[[ Supplied entries open ]]

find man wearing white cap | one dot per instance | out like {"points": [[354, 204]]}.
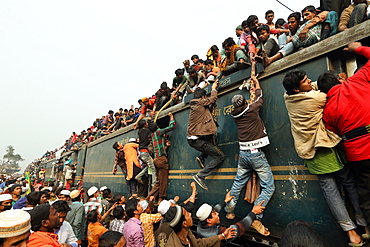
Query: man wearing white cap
{"points": [[148, 219], [15, 228], [94, 202], [5, 202], [64, 195], [209, 219], [180, 221], [76, 217]]}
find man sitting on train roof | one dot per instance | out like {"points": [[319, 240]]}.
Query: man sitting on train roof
{"points": [[192, 81], [162, 96], [145, 104], [316, 27], [209, 224], [235, 58], [269, 43]]}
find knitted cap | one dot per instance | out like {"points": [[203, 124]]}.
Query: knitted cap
{"points": [[173, 215], [14, 223], [163, 207], [65, 192], [144, 204], [92, 191], [204, 211], [5, 197], [238, 100], [74, 194]]}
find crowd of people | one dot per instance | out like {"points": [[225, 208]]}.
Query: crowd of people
{"points": [[38, 212], [254, 42]]}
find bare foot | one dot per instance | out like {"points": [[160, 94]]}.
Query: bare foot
{"points": [[193, 186], [176, 198], [354, 237]]}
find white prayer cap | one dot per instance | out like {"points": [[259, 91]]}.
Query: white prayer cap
{"points": [[14, 223], [164, 206], [204, 211], [5, 197], [92, 191], [103, 188], [65, 192], [144, 204]]}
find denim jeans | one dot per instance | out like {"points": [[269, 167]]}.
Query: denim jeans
{"points": [[205, 146], [148, 160], [329, 187], [362, 174], [249, 162]]}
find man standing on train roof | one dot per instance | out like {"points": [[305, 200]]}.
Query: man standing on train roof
{"points": [[201, 131], [252, 137], [347, 113]]}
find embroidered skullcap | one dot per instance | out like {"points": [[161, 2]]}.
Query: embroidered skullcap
{"points": [[5, 197], [103, 188], [173, 215], [163, 207], [144, 204], [92, 191], [238, 100], [38, 214], [14, 223], [65, 192], [74, 194], [204, 211], [132, 140]]}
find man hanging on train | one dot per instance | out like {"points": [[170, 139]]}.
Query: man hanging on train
{"points": [[347, 113], [317, 146], [201, 131], [252, 137]]}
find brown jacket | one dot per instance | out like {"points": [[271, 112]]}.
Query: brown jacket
{"points": [[174, 241], [201, 122]]}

[[ Supplied entries closed ]]

__Try it__. Would you copy out every line of the data above exactly, minus the pictures?

__Written reply__.
find man wearing white cap | one dot per instance | out like {"points": [[354, 204]]}.
Query: man wearing white cap
{"points": [[148, 219], [15, 228], [94, 202], [5, 202], [64, 195], [209, 219], [180, 221], [76, 217]]}
find man sitting on train roof | one dot per instance | out like {"points": [[319, 240]]}.
Query: man sitting on train roof
{"points": [[192, 81], [162, 96], [145, 104], [316, 27], [209, 224], [235, 58], [269, 43]]}
find knitted cap | one dot per instance | out like {"points": [[203, 124]]}.
Query: knitted cap
{"points": [[173, 215], [14, 223], [163, 207], [65, 192], [144, 204], [92, 191], [204, 211], [5, 197], [238, 100], [74, 194]]}
find crowd of people | one dot per instance | out like {"points": [[225, 208]]}.
Query: crowd of people
{"points": [[38, 212], [254, 42]]}
find bare foot | one dot per instance | out like {"points": [[160, 94]]}.
Query: bare foot
{"points": [[193, 186], [176, 198], [354, 237]]}
find white prayer cap | one dot per instance | out like {"points": [[259, 91]]}.
Query: white prayer cap
{"points": [[14, 223], [164, 206], [204, 211], [5, 197], [92, 191], [103, 188], [65, 192], [144, 204]]}
find denim jeans | one dot per instance | out like {"points": [[269, 167]]}.
Query: denim jeans
{"points": [[205, 146], [148, 160], [329, 187], [362, 174], [249, 162]]}
find man standing on train roof | one dot per instance | out like {"points": [[305, 200]]}.
Query: man standing on train roof
{"points": [[201, 131], [252, 137], [347, 113]]}
find embroidered skullcap | one dot per instance | out like {"points": [[161, 2]]}.
Query: embroidered skullcap
{"points": [[5, 197], [103, 188], [173, 215], [163, 207], [144, 204], [92, 191], [238, 100], [38, 214], [14, 223], [65, 192], [74, 194], [204, 211], [132, 140]]}
find man hanging on train | one dot per instance | out like {"points": [[170, 139]]}.
Query: man hanging on train
{"points": [[347, 113], [317, 146], [201, 131], [252, 137]]}
find brown jacket | one dot per instance | out like {"points": [[271, 112]]}.
Query: brown jacket
{"points": [[174, 241], [201, 122]]}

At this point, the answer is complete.